**What you are asked to do:** Copy the listing below line for line, without changing anything.

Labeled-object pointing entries
________

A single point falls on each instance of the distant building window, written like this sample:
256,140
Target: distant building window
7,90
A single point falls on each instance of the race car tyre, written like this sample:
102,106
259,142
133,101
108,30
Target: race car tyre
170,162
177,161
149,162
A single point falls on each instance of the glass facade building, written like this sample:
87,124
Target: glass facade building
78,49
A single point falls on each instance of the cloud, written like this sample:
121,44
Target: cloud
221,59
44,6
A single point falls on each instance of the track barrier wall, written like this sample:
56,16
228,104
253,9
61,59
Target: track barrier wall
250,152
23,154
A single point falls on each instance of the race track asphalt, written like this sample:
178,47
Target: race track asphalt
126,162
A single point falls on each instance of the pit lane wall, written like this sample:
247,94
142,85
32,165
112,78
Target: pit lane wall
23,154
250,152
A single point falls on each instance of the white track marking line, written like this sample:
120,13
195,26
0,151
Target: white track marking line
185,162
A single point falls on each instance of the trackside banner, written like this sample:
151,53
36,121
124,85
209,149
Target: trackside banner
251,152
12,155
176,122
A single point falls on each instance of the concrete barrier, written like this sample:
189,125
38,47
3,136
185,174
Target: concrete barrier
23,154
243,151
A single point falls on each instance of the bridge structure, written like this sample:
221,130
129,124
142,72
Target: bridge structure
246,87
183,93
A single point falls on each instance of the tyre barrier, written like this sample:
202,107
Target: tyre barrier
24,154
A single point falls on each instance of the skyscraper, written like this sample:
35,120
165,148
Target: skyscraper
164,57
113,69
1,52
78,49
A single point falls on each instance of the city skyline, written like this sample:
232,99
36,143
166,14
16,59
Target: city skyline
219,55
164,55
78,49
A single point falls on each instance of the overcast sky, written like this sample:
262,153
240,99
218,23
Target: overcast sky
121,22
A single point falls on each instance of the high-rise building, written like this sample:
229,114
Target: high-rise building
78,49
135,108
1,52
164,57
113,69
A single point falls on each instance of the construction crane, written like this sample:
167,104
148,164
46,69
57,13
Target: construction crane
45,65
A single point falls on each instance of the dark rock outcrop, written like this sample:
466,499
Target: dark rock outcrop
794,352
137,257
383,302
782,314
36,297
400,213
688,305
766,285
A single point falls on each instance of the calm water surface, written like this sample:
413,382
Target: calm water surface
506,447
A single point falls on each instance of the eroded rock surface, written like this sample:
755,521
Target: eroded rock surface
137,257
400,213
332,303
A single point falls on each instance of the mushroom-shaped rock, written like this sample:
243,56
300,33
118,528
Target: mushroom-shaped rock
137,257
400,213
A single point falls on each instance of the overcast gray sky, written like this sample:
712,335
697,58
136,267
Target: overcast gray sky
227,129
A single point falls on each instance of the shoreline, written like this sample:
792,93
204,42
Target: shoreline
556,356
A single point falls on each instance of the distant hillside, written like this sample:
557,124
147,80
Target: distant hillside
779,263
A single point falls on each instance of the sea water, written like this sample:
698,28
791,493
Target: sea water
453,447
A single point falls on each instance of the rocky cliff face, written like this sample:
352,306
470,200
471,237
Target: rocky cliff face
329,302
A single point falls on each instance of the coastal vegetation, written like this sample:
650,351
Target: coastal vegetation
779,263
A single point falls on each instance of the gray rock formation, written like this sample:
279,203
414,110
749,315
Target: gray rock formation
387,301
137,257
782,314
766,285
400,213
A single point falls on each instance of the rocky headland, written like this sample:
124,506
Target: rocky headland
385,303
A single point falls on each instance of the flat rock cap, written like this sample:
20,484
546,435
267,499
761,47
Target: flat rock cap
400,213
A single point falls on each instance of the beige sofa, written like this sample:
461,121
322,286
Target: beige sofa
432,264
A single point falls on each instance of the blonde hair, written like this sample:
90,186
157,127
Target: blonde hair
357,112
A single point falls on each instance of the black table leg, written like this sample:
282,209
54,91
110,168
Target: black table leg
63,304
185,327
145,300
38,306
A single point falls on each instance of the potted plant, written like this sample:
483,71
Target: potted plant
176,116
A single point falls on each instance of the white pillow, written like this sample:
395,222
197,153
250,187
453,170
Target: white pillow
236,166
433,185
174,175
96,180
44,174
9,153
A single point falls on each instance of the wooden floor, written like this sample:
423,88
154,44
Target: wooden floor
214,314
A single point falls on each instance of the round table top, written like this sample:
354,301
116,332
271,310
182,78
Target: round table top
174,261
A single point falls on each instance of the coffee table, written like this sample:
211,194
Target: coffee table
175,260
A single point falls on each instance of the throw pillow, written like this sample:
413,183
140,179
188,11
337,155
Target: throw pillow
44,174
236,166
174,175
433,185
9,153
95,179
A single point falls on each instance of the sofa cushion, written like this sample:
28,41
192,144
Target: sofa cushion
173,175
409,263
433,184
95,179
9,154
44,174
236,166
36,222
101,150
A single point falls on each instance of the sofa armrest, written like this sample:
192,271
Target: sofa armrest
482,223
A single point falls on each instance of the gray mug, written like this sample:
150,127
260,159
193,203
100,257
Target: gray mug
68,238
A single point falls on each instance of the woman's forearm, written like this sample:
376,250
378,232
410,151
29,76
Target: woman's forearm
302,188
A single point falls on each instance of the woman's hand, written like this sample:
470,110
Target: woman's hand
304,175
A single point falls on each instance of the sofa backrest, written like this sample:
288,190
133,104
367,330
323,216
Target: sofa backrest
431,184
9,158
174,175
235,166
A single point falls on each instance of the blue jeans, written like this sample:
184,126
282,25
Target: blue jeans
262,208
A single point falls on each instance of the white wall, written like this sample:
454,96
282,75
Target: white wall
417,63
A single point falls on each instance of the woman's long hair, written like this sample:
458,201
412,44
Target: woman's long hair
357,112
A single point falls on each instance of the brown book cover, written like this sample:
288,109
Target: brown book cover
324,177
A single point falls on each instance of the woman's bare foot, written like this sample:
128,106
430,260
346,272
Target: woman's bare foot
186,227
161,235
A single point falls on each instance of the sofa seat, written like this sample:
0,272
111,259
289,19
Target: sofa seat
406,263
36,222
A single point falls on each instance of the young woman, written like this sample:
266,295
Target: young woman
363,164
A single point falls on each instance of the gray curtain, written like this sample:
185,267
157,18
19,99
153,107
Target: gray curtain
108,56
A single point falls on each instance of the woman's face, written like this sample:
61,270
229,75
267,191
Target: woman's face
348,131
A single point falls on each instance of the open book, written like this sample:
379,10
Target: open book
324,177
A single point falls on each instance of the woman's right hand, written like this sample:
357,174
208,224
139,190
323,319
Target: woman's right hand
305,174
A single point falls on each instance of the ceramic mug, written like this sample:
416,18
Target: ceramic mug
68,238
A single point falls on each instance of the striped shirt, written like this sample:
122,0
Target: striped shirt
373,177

________

**Response to the task:**
A single point falls on each instance of the distant building window, written like this sample:
256,140
Target: distant building window
7,90
A single point falls on each instance of the race car tyre, written like this sample:
102,106
259,142
133,101
108,30
Target: race car tyre
170,162
177,161
149,162
A single point falls on each instance of the glass facade building, written like this sample:
87,124
Target: glass facade building
78,49
A single point falls on each instance of the cloud, written like this sample:
121,44
Target: cloud
221,59
44,6
A single point falls on each instance of the track barrier wall, written like this sample:
56,16
228,104
253,9
61,59
Target: track barrier wall
250,152
23,154
A single point falls on each instance of the race track asphalt, written like this sample:
178,47
Target: race track asphalt
126,162
A single point falls on each instance of the pit lane wall, written like this sample:
247,94
142,85
32,165
112,78
Target: pit lane wall
23,154
250,152
A single point falls on each instance of the white track marking line, written like this sample:
120,13
195,26
0,151
Target: white track marking line
185,162
A single point falls on each instance of the trackside banner, written like this sample:
151,53
36,121
124,85
209,149
Target: trackside banner
251,152
12,155
176,122
A single point falls on each instance of the concrete barrier, written like this sample:
189,125
38,47
3,136
185,174
Target: concrete barrier
23,154
243,151
A single point falls on each instance of the bridge structure, written like this sample:
221,130
129,124
142,72
Target: bridge structure
246,87
183,93
A single point falls on each instance of the tyre barrier, written like this sample:
202,107
Target: tyre barrier
24,154
A single point falls on each instance of the skyscraper, written like this sample:
35,120
165,148
Target: skyscraper
164,57
113,69
1,52
78,49
A single point falls on each instance of the city skyline, written like this sample:
232,99
36,143
166,14
16,59
Target: city skyline
219,55
164,55
78,49
A single point falls on each instance of the overcast sky, written like this sample:
262,153
240,99
218,23
Target: overcast sky
121,22
A single point falls on each instance of the high-rise building, written like this sample:
229,114
Target: high-rise building
78,49
135,108
1,52
164,57
113,69
A single point falls on each instance of the construction crane, written like this sample:
167,104
148,164
46,69
57,13
Target: construction crane
45,65
A single point falls on each instance of the dark rock outcrop, written like this sample:
466,499
Target: dark rock outcrop
794,352
137,257
383,302
782,314
36,297
400,213
688,305
766,285
A single point falls on each instance of the calm water surface, written like this sample:
413,382
Target: calm water surface
506,447
A single point falls on each instance of the eroded rock surface, written like this sample:
755,521
Target: eroded rock surface
137,257
400,213
332,303
A single point falls on each instance of the mushroom-shaped rock, written like this sample:
243,56
300,33
118,528
Target: mushroom-shaped rock
137,257
400,213
A single point falls on each instance of the overcast gray sky, written like this sample:
712,335
697,58
136,267
Target: overcast gray sky
227,129
A single point falls on each instance of the shoreline, written like this sample:
792,93
204,42
Target: shoreline
556,356
A single point falls on each instance of the distant hillside, written like this sample:
557,124
147,80
Target: distant hillside
779,263
A single point falls on each instance of the sea water, written like this sample:
698,28
791,493
Target: sea water
453,447
A single point falls on each instance of the rocky cliff face, written like this sample:
352,306
470,200
471,237
Target: rocky cliff face
329,302
A single point falls on each instance of the coastal vegetation, written like this sample:
650,351
Target: coastal vegetation
779,263
A single point falls on each instance of the gray rock formation, written like this sample:
279,203
414,110
749,315
Target: gray rock formation
387,301
137,257
782,314
766,285
400,213
A single point falls on each instance of the rocky headland, written like this sample:
124,506
Target: rocky headland
385,303
A single point falls on each instance of the flat rock cap, written like this sample:
20,484
546,435
267,499
761,47
Target: flat rock cap
400,213
A single point falls on each instance of the beige sofa, written like this sample:
461,121
322,286
Target: beige sofa
432,264
A single point falls on each instance of the blonde hair, written like this sample:
90,186
157,127
Target: blonde hair
357,112
A single point falls on each instance of the black table leg, written like this sample:
282,209
54,91
110,168
Target: black table leg
63,304
185,327
145,300
38,306
A single point falls on each instance of the potted plant, written like this sample:
483,71
Target: potted plant
176,116
A single point falls on each instance of the white pillow, written like this sample:
395,222
197,153
250,187
453,170
Target: white pillow
236,166
433,185
174,175
96,180
44,174
9,153
A single point falls on each instance of the wooden floor, written like this sample:
423,88
154,44
Target: wooden floor
214,314
A single point falls on each instance of the round table top, written like this sample:
354,301
116,332
271,310
182,78
Target: round table top
174,261
A single point falls on each instance of the coffee table, written like this sample:
211,194
Target: coffee table
175,260
A single point falls on each instance of the throw pillow, written like this sample:
413,183
140,179
188,11
337,155
Target: throw pillow
44,174
236,166
174,175
433,185
9,153
95,179
A single point falls on each instance of the sofa cushion, written like this sample:
28,41
192,144
Target: sofa cushion
173,175
409,263
433,184
95,179
9,154
44,174
236,166
36,222
101,150
A single point falls on each instance of the sofa armrest, written like this sample:
192,271
Target: sofa armrest
482,223
A single point falls on each instance of the gray mug, written like this sample:
150,127
260,159
193,203
100,257
Target: gray mug
68,238
A single point falls on each instance of the woman's forearm, written like this sample:
376,250
378,232
410,151
29,76
Target: woman's forearm
302,188
A single point falls on each instance of the woman's hand, written like this sample:
470,110
Target: woman's hand
304,175
A single point falls on each instance of the sofa backrest, written like this sample:
288,190
133,104
367,330
323,216
Target: sofa backrest
431,184
9,158
174,175
235,166
A single point falls on each instance of the blue jeans, written like this sample:
184,126
282,25
Target: blue jeans
262,208
A single point falls on each instance of the white wall, written like this sample:
454,96
282,75
Target: white wall
417,63
A single point falls on each instance of the woman's long hair, written like this sample:
458,201
412,44
Target: woman's long hair
357,112
A single point falls on each instance of the brown book cover, written like this sample:
288,109
Target: brown book cover
324,177
A single point falls on each instance of the woman's bare foot, written like this sample:
128,106
430,260
346,272
Target: woman's bare foot
186,227
161,235
A single point falls on each instance of the sofa seat, written like this sample:
0,272
111,259
289,19
Target: sofa seat
406,263
36,222
A single point falls on each instance of the young woman, written like this sample:
266,295
Target: young woman
363,164
A single point falls on each instance of the gray curtain, written like this sample:
185,267
157,18
19,99
153,107
Target: gray curtain
108,56
A single point falls on each instance of the woman's face, written like this sample:
61,270
229,75
267,191
Target: woman's face
348,131
A single point falls on each instance of the open book, written like this sample:
379,10
Target: open book
324,177
A single point falls on each instance of the woman's right hand, written like this sample:
357,174
208,224
139,190
323,319
Target: woman's right hand
305,174
A single point falls on each instance of the ceramic mug, written like this sample:
416,18
Target: ceramic mug
68,238
A single point falls on each instance of the striped shirt, written like this sample:
122,0
Target: striped shirt
373,177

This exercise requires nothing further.